▶ **Excerpt provided**:
########

Most people think of spirituality as being against desire. If pursued, desire would lead only to more desire. Trying to quench desire by satisfying it would be like trying put out a fire by pouring gasoline on it.
But if these older traditions are examined more closely, they are not as against desire as they seem.
The Bhagavad Gita counsels against lust, greed, and anger, not against sex, possessions, and aggression. It warns against eating too much or too little, sleeping too much or too little. Similarly, the Buddha recommends following the middle way. Aristotle and Confucius, to take two widely differing examples, recommended similar ideas.
Throughout eastern culture, it is not simple denial of desire that is counseled, but balance. Harsh repression of desire is just as bad as simple indulgence. In either case, you deviate from what helps ensure a quiet mind.
How to find that balance? Here is where my advice differs from most. I believe that our desires have in them a natural balance. We usually don't know this balance because we don't take the time to express our feelings. Expressing exactly what our feelings are like in words or in other symbols helps us see what they are really pointing at. Often, the needs they really express are not the ones that they seem to target on the surface. If we target the wrong needs, then of course we fail to soothe our feelings, and get more and more frustrated.
To understand what needs our feelings really target, we have to experiment: envision possible new scenarios or test certain actions, then express how we feel again.
To delve into our feelings, express them, test them against possible actions, and attempt to find a way that they can all co-exist harmoniously is the true path to the moderate expression of desire, and to the acquisition of mental and emotional balance.
In psychoanalysis, a client resists getting better. If they weren't somehow getting something out of their current way of being, they wouldn't keep it. That way of being provides some utility or protection. So it fights for its survival by resisting change. And so therapists must point out, at the surface level, that resistance, even as they also attempt to delve deeper. These surface resistances often manifest in the client's interactions with the therapist over what seem to be other issues. And as one layer of resistance is pointed out and softened, another, deeper one, often arises -- until the point when the client is ready to deal with the deeper issues.
It's like an archaeological dig. You can't go directly to the deepest layer. You must start with the top and strip one layer away after another.

########

▶ **Work instructions**:
[a] Transcribe the part of the essay on desire that begins at the words "How to find" and stops after the words "we feel again.".
[b] According to the essay on desire, what three things does the Bhagavad Gita counsel against?
The records come from a different source than the essay on desire.

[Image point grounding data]
########

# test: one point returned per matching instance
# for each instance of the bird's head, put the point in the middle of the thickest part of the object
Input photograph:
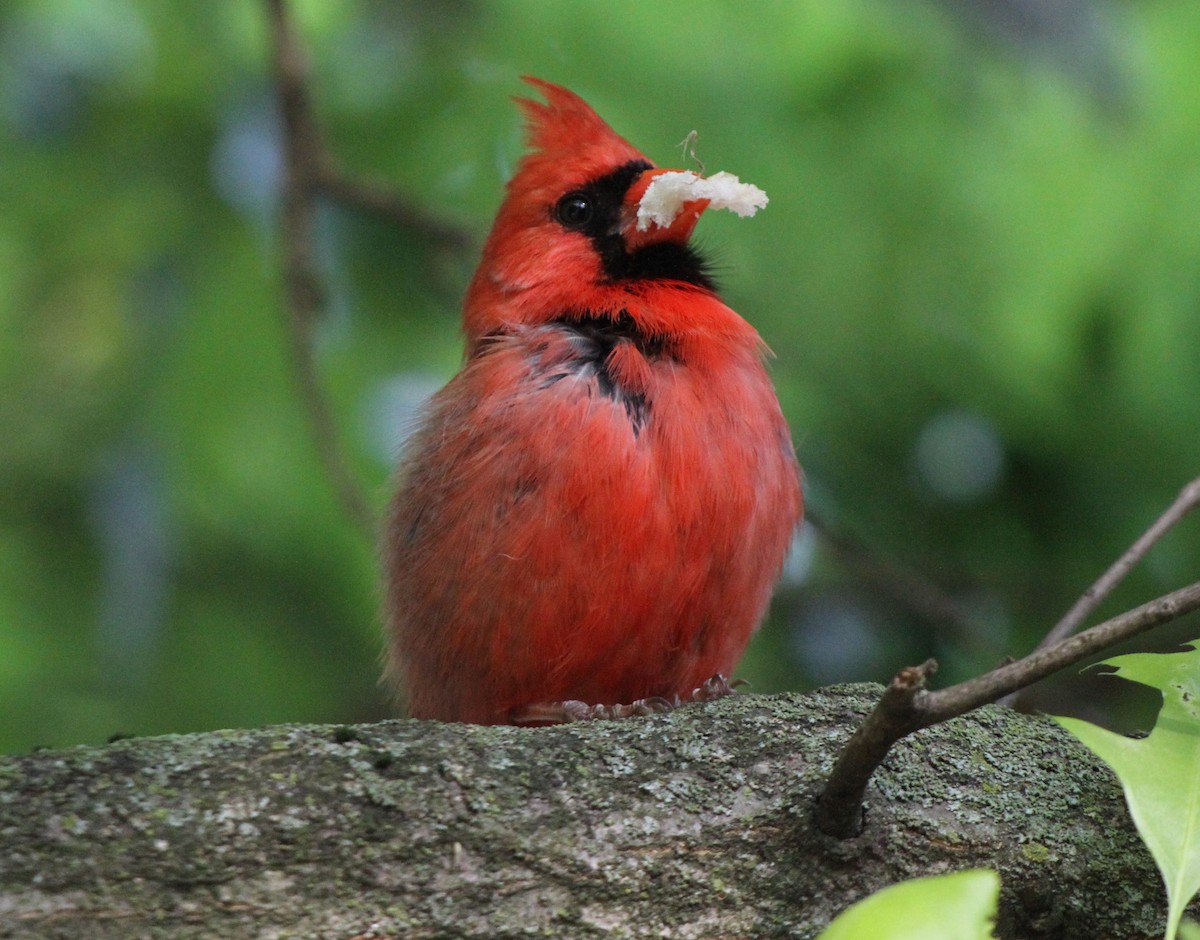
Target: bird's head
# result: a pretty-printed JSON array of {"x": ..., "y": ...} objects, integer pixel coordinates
[{"x": 587, "y": 219}]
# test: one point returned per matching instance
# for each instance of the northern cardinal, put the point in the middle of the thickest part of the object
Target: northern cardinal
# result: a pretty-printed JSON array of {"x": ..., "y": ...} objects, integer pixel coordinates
[{"x": 595, "y": 508}]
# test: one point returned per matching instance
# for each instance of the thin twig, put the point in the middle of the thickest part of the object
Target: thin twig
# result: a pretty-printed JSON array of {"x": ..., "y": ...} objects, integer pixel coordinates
[
  {"x": 905, "y": 585},
  {"x": 301, "y": 150},
  {"x": 379, "y": 199},
  {"x": 1187, "y": 501},
  {"x": 905, "y": 707}
]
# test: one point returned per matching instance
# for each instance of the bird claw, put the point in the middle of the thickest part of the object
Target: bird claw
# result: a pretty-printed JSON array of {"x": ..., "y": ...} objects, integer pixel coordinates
[{"x": 564, "y": 712}]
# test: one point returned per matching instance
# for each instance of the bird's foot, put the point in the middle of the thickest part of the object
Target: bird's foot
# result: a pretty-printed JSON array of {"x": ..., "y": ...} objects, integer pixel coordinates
[{"x": 552, "y": 713}]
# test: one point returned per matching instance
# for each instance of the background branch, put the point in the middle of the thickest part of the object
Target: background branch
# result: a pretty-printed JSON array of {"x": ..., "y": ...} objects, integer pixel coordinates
[
  {"x": 311, "y": 171},
  {"x": 301, "y": 162},
  {"x": 1187, "y": 501},
  {"x": 905, "y": 707}
]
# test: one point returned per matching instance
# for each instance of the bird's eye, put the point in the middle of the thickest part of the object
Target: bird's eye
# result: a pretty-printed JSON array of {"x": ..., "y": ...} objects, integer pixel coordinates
[{"x": 575, "y": 210}]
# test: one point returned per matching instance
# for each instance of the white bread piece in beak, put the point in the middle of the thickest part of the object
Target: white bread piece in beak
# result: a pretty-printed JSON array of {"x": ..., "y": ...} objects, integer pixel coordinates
[{"x": 667, "y": 192}]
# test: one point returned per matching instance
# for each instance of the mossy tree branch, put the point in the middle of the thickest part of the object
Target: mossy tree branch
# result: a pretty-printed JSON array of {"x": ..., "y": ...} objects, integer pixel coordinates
[{"x": 694, "y": 824}]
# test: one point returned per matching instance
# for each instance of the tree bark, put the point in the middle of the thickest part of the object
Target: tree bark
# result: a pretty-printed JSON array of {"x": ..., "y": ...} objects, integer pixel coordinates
[{"x": 690, "y": 825}]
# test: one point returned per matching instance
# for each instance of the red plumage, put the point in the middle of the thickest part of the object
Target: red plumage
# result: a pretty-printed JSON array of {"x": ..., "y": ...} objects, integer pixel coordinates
[{"x": 597, "y": 507}]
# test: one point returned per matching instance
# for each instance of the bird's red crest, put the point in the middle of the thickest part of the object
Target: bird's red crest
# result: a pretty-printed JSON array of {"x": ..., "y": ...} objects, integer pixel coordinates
[{"x": 565, "y": 130}]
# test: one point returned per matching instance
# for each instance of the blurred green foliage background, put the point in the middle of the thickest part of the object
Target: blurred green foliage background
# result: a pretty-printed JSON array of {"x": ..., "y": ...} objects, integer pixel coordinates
[{"x": 978, "y": 273}]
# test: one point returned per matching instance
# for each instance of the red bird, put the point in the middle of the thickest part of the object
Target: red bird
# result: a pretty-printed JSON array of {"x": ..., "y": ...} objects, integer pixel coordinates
[{"x": 595, "y": 508}]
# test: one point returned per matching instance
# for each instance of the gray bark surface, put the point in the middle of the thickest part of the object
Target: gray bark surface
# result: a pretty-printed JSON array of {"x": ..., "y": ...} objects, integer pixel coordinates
[{"x": 690, "y": 825}]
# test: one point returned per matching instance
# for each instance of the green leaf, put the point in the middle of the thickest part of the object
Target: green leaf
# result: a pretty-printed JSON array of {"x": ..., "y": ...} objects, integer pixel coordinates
[
  {"x": 1161, "y": 773},
  {"x": 957, "y": 906}
]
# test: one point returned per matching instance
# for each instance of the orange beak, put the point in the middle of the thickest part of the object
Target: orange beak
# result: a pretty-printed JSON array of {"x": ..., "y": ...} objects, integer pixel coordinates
[{"x": 681, "y": 226}]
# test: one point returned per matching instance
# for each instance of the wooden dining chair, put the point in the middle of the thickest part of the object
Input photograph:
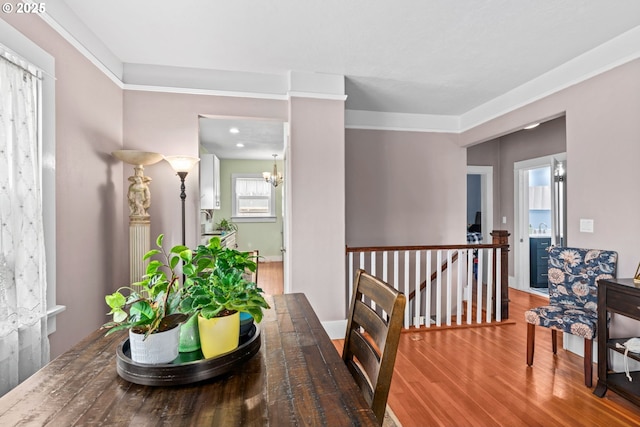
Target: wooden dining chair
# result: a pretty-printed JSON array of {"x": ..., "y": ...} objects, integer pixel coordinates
[{"x": 372, "y": 336}]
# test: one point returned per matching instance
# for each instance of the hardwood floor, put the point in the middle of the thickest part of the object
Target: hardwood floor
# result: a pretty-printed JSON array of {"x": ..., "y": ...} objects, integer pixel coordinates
[
  {"x": 479, "y": 376},
  {"x": 270, "y": 278}
]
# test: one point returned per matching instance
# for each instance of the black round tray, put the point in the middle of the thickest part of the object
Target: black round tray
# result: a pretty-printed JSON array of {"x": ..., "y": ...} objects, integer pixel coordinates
[{"x": 187, "y": 367}]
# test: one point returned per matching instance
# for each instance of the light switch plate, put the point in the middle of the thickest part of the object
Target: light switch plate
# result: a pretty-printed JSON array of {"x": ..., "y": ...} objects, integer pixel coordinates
[{"x": 586, "y": 225}]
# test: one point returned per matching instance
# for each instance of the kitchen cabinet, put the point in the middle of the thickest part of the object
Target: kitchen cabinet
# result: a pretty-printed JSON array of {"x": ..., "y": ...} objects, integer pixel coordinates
[
  {"x": 622, "y": 297},
  {"x": 538, "y": 261},
  {"x": 209, "y": 181},
  {"x": 227, "y": 240}
]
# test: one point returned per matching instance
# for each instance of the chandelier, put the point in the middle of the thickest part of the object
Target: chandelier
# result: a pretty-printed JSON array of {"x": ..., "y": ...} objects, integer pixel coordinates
[{"x": 274, "y": 178}]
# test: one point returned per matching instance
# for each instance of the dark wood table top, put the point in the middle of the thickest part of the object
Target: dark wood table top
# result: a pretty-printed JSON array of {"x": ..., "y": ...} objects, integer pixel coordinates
[{"x": 297, "y": 378}]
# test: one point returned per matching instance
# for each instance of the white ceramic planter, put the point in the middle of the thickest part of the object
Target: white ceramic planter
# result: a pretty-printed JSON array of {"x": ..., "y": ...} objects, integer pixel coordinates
[{"x": 160, "y": 347}]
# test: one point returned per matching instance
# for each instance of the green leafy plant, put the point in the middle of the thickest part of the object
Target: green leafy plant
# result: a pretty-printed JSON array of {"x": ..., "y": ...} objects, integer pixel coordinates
[
  {"x": 226, "y": 225},
  {"x": 155, "y": 306},
  {"x": 217, "y": 284}
]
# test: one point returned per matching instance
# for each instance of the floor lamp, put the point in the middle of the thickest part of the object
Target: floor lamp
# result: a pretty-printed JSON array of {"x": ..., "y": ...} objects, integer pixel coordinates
[
  {"x": 182, "y": 165},
  {"x": 139, "y": 198}
]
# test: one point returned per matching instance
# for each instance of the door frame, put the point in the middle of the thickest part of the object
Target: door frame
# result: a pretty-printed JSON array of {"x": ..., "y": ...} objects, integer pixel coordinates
[
  {"x": 486, "y": 199},
  {"x": 521, "y": 210}
]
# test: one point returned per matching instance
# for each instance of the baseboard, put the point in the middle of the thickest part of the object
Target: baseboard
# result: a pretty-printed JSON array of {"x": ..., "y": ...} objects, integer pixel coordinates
[
  {"x": 271, "y": 258},
  {"x": 335, "y": 328}
]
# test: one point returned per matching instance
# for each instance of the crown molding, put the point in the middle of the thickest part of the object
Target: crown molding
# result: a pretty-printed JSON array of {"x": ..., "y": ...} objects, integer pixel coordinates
[
  {"x": 63, "y": 21},
  {"x": 377, "y": 120},
  {"x": 616, "y": 52},
  {"x": 208, "y": 92}
]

########

▶ **Expected responses**:
[a]
How to find that balance? Here is where my advice differs from most. I believe that our desires have in them a natural balance. We usually don't know this balance because we don't take the time to express our feelings. Expressing exactly what our feelings are like in words or in other symbols helps us see what they are really pointing at. Often, the needs they really express are not the ones that they seem to target on the surface. If we target the wrong needs, then of course we fail to soothe our feelings, and get more and more frustrated.
To understand what needs our feelings really target, we have to experiment: envision possible new scenarios or test certain actions, then express how we feel again.

[b] Lust, greed, and anger.